- **WHAT YOU ARE ASKED TO DO**:
Continue the forum thread on choosing a transcript for each gene by writing the reply that follows its last post.

- **SOURCE TEXT**:
Entering edit mode
14 hours ago
Biodee
•
0
Hi,
I want to analyze the expression of stress-response related genes of a non-model organism. How will I select the best transcript for a gene?
Thank you!
There is no such thing as the best transcript, there is the possibility to select the longest transcript per gene from a transcriptome assembly. Why not include all transcripts from the transcriptome and use Salmon or Kallisto for transcript abundance?
What Michael said. You have a few options: You can pick the "canonical" = longest transcript, or you can use something like MANE to pick the most used (in papers, etc.) transcript.
For a way to pick the "best" transcript per gene (the algorithm that VEP uses), see: https://useast.ensembl.org/info/docs/tools/vep/script/vep_other.html#pick_options
The canonical is not always the longest transcript. I support the suggestion to do gene level analysis. Meaning, use something like tximport from Bioconductor to sum transcript counts per gene into a single gene level value.

- **LISTED ENTRIES**:
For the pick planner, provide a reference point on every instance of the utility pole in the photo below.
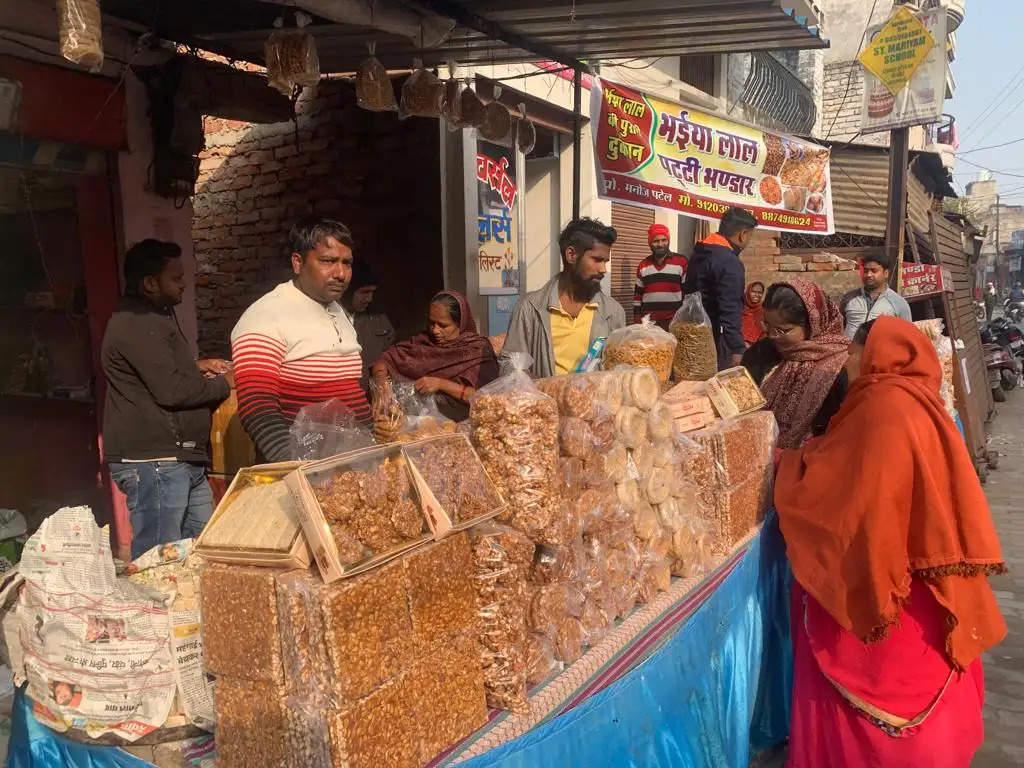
(899, 145)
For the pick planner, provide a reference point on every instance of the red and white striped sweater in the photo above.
(289, 350)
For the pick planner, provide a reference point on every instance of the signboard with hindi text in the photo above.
(659, 154)
(920, 281)
(889, 100)
(498, 262)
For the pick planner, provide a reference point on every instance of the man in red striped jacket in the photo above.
(296, 345)
(658, 290)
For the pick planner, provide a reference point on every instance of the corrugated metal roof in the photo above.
(585, 30)
(860, 189)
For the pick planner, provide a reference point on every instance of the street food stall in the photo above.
(578, 570)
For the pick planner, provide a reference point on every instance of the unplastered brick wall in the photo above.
(764, 261)
(842, 94)
(377, 174)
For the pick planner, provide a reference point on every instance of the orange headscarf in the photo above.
(753, 315)
(888, 494)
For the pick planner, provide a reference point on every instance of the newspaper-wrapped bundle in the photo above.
(103, 653)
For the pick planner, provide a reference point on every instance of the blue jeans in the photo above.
(168, 501)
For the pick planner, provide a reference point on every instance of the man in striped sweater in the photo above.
(295, 345)
(658, 290)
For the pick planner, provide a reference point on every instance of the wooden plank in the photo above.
(965, 387)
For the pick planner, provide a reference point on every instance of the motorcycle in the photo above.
(980, 313)
(1007, 334)
(1014, 309)
(1004, 369)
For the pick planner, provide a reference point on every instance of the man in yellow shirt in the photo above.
(557, 324)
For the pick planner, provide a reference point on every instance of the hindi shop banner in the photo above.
(925, 280)
(498, 263)
(658, 154)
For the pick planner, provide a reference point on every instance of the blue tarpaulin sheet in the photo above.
(35, 745)
(716, 693)
(713, 695)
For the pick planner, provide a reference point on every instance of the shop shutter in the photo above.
(631, 248)
(698, 71)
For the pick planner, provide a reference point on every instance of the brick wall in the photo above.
(374, 172)
(764, 261)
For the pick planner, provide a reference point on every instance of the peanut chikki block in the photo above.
(739, 448)
(369, 630)
(250, 724)
(307, 668)
(738, 508)
(240, 623)
(442, 598)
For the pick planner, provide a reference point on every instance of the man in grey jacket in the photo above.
(557, 324)
(159, 397)
(876, 298)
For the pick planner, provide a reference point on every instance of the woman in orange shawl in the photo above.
(891, 543)
(754, 312)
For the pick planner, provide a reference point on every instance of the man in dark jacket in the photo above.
(717, 273)
(159, 396)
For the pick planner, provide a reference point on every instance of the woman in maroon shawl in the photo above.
(800, 364)
(451, 360)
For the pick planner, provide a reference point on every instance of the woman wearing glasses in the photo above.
(799, 365)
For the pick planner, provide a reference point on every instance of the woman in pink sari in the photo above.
(891, 543)
(450, 361)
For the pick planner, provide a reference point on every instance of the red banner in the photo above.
(659, 154)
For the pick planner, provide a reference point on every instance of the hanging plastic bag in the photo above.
(422, 93)
(641, 344)
(497, 124)
(373, 85)
(471, 109)
(325, 429)
(696, 357)
(515, 429)
(452, 104)
(80, 33)
(525, 132)
(291, 57)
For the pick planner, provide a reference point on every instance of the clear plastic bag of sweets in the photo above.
(515, 430)
(642, 344)
(291, 60)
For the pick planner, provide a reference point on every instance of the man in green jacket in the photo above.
(557, 324)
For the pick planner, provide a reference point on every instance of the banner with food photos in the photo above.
(658, 154)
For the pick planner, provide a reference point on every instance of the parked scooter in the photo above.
(1014, 309)
(1004, 368)
(1006, 334)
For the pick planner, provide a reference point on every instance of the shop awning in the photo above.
(860, 187)
(474, 32)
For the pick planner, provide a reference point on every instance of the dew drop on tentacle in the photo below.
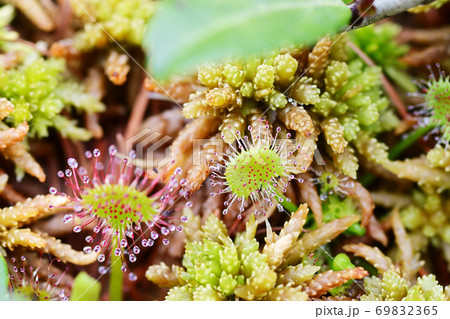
(132, 276)
(72, 163)
(102, 270)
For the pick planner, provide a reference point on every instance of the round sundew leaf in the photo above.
(252, 170)
(186, 33)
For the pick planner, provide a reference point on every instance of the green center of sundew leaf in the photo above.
(253, 170)
(438, 98)
(329, 182)
(121, 205)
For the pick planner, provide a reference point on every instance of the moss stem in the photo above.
(115, 278)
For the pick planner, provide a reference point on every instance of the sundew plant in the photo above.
(238, 150)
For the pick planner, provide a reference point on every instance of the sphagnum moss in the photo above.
(123, 203)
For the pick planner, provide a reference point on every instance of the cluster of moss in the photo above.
(216, 268)
(335, 207)
(379, 43)
(392, 287)
(115, 20)
(288, 268)
(344, 97)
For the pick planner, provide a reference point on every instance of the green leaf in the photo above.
(85, 288)
(186, 33)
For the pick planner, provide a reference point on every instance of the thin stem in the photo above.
(115, 278)
(398, 149)
(288, 205)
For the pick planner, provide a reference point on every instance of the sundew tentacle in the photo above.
(256, 168)
(125, 204)
(435, 110)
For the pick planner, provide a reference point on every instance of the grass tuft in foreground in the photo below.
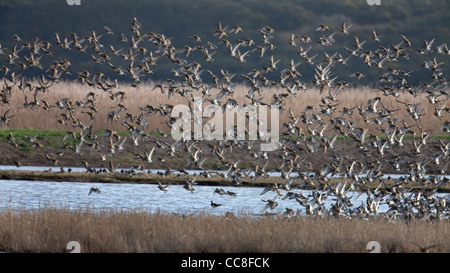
(50, 229)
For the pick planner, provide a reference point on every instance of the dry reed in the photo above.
(145, 94)
(50, 229)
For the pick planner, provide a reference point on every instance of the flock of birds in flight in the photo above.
(309, 132)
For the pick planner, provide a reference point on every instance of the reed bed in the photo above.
(50, 229)
(145, 94)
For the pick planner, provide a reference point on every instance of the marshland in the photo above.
(361, 141)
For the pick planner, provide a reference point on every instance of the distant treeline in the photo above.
(418, 20)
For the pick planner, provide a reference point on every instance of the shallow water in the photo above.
(29, 195)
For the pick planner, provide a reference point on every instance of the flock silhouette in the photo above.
(314, 130)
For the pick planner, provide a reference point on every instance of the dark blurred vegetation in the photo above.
(418, 20)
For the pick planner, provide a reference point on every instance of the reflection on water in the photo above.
(17, 194)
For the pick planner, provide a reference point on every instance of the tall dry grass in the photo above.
(145, 94)
(49, 230)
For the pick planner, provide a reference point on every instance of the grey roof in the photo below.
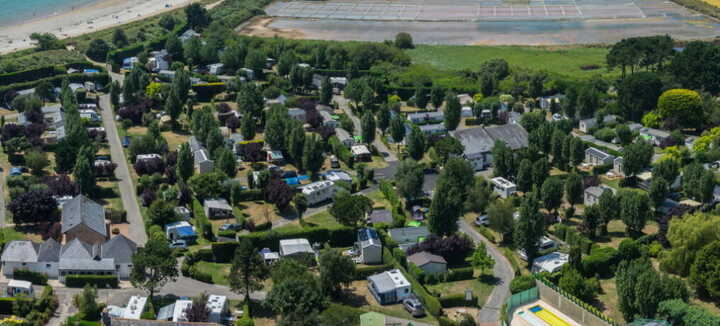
(383, 282)
(24, 251)
(82, 210)
(408, 234)
(482, 139)
(381, 216)
(119, 248)
(422, 258)
(49, 251)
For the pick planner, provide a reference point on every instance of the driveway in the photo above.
(136, 228)
(503, 272)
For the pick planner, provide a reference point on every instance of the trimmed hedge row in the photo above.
(30, 276)
(223, 252)
(100, 281)
(457, 300)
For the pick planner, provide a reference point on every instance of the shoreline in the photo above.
(82, 20)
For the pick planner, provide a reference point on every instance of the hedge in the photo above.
(6, 305)
(100, 281)
(457, 300)
(30, 276)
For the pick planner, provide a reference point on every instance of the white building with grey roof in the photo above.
(479, 142)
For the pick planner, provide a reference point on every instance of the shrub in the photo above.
(522, 283)
(99, 281)
(30, 276)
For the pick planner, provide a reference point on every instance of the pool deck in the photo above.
(519, 321)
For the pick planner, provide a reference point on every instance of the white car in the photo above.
(482, 220)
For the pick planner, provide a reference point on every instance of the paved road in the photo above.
(387, 154)
(502, 270)
(136, 228)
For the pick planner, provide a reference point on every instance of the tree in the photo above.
(397, 129)
(153, 266)
(416, 143)
(98, 50)
(481, 260)
(198, 311)
(636, 157)
(350, 209)
(87, 303)
(681, 105)
(33, 206)
(368, 127)
(326, 91)
(248, 269)
(529, 227)
(452, 111)
(37, 161)
(84, 175)
(409, 178)
(501, 218)
(197, 16)
(161, 212)
(659, 190)
(403, 41)
(301, 204)
(551, 194)
(185, 164)
(634, 210)
(574, 189)
(336, 271)
(119, 38)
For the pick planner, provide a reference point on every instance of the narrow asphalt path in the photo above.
(136, 228)
(503, 271)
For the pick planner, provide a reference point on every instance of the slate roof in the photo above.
(82, 210)
(119, 248)
(482, 139)
(49, 251)
(23, 251)
(422, 258)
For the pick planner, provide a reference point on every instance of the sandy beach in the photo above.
(82, 20)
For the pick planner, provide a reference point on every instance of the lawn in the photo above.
(219, 272)
(560, 60)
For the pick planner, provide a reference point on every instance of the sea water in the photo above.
(18, 11)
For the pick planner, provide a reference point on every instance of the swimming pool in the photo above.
(548, 317)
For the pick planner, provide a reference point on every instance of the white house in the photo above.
(503, 187)
(595, 157)
(369, 247)
(289, 247)
(428, 263)
(550, 263)
(318, 192)
(389, 287)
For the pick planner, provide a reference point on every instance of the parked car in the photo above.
(230, 226)
(179, 244)
(414, 307)
(482, 220)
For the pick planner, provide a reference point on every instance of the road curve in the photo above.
(502, 270)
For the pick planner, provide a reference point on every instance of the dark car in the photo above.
(414, 307)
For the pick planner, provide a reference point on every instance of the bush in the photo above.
(99, 281)
(457, 300)
(522, 283)
(30, 276)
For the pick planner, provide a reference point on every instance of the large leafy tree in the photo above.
(248, 269)
(409, 178)
(336, 271)
(153, 266)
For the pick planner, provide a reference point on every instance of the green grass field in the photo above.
(563, 60)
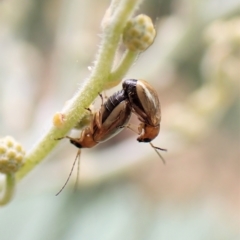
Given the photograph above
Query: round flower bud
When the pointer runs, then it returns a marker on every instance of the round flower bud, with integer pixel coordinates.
(139, 33)
(11, 155)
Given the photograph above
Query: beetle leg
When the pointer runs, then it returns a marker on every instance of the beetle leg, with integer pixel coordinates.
(141, 126)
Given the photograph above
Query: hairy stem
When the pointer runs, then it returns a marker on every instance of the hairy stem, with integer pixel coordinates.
(112, 30)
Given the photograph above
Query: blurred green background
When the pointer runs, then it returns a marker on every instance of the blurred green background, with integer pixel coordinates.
(125, 192)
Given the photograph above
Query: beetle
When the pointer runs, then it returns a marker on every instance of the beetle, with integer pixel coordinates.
(104, 124)
(145, 104)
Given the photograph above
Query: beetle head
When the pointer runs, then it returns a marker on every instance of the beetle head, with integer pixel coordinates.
(149, 133)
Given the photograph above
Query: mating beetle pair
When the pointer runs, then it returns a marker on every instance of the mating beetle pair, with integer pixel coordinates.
(137, 96)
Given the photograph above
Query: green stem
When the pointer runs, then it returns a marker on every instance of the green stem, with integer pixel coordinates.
(126, 62)
(90, 89)
(8, 190)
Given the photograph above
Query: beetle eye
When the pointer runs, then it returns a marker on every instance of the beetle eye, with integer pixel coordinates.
(144, 139)
(77, 144)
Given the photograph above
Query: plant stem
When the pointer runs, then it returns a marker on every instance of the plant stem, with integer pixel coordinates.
(7, 193)
(93, 85)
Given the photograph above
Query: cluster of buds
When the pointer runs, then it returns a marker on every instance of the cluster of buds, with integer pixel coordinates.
(139, 33)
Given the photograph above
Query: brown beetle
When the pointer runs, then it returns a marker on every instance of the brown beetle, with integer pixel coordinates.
(105, 124)
(145, 104)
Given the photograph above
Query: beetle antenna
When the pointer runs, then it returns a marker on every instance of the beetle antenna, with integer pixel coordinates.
(158, 148)
(77, 158)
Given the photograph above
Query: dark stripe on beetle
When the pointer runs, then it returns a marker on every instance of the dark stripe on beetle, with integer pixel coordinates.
(112, 102)
(130, 87)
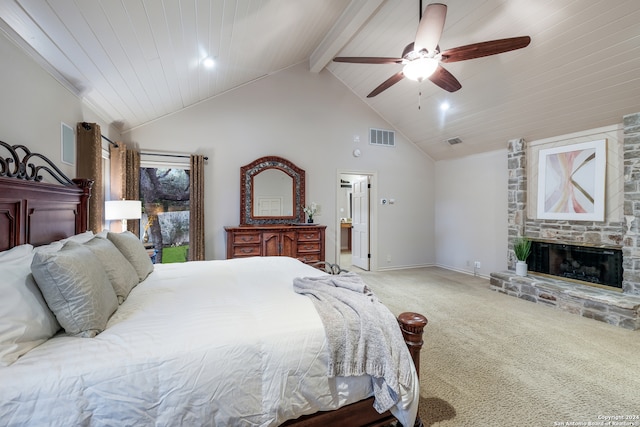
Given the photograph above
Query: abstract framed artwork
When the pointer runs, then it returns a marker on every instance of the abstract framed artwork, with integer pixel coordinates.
(571, 181)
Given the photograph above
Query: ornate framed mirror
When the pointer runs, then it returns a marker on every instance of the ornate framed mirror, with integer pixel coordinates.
(272, 191)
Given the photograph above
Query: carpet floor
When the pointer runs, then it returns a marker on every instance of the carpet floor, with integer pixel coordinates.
(494, 360)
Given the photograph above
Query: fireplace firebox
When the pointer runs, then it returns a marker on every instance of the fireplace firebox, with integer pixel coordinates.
(591, 265)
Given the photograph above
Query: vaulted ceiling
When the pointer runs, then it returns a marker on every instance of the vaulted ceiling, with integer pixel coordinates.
(137, 60)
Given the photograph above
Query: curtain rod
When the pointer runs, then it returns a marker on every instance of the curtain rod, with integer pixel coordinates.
(169, 155)
(87, 126)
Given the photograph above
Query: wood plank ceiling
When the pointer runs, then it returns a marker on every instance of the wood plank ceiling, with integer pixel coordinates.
(138, 60)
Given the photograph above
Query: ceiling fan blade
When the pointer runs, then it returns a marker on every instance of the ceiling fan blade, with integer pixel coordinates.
(387, 84)
(478, 50)
(445, 80)
(430, 27)
(367, 60)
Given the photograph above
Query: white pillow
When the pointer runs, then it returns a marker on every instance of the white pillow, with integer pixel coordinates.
(134, 251)
(76, 288)
(79, 238)
(25, 318)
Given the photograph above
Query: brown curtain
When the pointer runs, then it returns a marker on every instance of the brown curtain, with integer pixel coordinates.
(89, 165)
(196, 208)
(132, 185)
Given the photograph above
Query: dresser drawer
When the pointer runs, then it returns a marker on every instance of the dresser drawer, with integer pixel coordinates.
(249, 250)
(244, 238)
(311, 235)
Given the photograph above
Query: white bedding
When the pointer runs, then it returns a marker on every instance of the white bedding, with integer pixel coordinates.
(219, 343)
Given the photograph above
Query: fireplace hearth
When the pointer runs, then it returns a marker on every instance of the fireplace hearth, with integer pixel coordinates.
(590, 265)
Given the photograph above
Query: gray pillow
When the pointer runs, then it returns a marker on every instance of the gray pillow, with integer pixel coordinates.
(121, 274)
(76, 288)
(133, 250)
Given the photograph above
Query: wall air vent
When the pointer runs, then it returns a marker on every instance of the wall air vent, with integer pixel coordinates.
(382, 137)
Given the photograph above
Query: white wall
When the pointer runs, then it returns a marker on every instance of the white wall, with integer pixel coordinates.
(471, 212)
(311, 120)
(33, 104)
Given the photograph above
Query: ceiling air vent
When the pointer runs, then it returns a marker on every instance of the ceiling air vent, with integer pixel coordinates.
(383, 137)
(454, 141)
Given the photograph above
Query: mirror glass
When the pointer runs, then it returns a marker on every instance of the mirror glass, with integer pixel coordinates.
(272, 194)
(272, 191)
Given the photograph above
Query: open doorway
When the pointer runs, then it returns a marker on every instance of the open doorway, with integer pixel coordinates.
(354, 221)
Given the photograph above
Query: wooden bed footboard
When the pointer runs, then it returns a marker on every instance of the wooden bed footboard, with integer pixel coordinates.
(362, 414)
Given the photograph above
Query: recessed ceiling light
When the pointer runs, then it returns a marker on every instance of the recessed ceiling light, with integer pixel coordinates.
(208, 62)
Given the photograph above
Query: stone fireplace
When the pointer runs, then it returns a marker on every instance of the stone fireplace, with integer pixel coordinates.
(618, 301)
(599, 266)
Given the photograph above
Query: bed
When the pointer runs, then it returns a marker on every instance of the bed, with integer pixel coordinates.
(217, 343)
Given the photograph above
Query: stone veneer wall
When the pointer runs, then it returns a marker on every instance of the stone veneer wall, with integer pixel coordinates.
(623, 232)
(631, 242)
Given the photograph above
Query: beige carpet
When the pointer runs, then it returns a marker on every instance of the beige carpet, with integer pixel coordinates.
(494, 360)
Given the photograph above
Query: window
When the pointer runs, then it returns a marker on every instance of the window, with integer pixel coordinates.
(164, 192)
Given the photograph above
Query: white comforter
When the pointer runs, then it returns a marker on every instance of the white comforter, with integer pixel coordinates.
(217, 343)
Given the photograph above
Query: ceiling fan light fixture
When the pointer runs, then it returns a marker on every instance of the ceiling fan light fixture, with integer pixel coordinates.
(420, 69)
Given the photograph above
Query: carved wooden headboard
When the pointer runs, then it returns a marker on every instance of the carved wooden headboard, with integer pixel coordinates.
(32, 211)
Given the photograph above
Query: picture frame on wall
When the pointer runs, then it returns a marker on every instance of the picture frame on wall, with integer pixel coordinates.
(571, 182)
(68, 144)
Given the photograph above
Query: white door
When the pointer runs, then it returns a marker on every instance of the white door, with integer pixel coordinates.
(360, 223)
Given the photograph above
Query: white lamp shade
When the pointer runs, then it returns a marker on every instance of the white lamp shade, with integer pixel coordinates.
(122, 209)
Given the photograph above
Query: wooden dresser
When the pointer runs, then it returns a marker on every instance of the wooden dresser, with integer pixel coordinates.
(305, 242)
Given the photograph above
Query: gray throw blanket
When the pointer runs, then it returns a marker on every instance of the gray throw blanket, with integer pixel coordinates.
(362, 334)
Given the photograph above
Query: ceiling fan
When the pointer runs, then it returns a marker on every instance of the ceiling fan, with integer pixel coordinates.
(422, 58)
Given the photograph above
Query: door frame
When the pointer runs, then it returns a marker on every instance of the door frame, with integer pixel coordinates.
(373, 215)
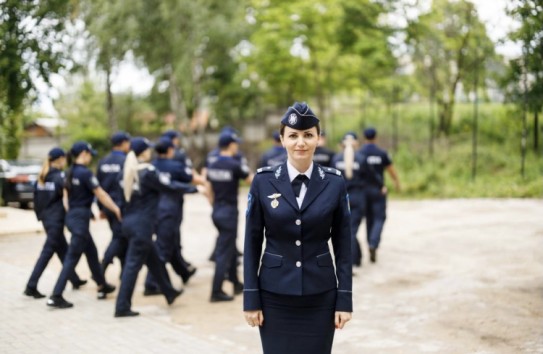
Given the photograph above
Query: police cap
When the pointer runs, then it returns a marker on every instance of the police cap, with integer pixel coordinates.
(300, 117)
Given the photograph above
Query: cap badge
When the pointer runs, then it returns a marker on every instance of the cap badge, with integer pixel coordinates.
(292, 119)
(275, 202)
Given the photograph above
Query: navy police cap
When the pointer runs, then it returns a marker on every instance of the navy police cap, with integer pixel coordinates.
(300, 117)
(163, 145)
(370, 133)
(226, 138)
(55, 153)
(171, 134)
(351, 134)
(79, 146)
(140, 144)
(119, 137)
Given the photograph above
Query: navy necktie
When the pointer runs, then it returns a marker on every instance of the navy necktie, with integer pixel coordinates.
(297, 184)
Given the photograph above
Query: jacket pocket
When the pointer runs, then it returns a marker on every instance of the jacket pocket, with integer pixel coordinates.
(325, 260)
(270, 260)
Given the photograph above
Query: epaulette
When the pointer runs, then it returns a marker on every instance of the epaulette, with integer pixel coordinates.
(265, 169)
(332, 171)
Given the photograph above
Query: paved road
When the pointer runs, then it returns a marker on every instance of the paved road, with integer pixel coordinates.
(458, 276)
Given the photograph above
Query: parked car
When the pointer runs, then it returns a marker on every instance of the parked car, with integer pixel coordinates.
(17, 180)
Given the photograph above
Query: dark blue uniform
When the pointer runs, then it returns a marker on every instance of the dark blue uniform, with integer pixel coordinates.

- **RESPONSE TO THE TASK**:
Maybe the later versions have corrected but canonical defaults to the longest, atleast using snpEff. VEP seems to handle this better. I do always go for the MANE/RefSeq-MANE as that's always accurate. ESR1 and BRCA1 are examples where canonical by snpEff is definitely wrong. I think older VEP versions used to get this wrong too, but v100+ (at least) get this right.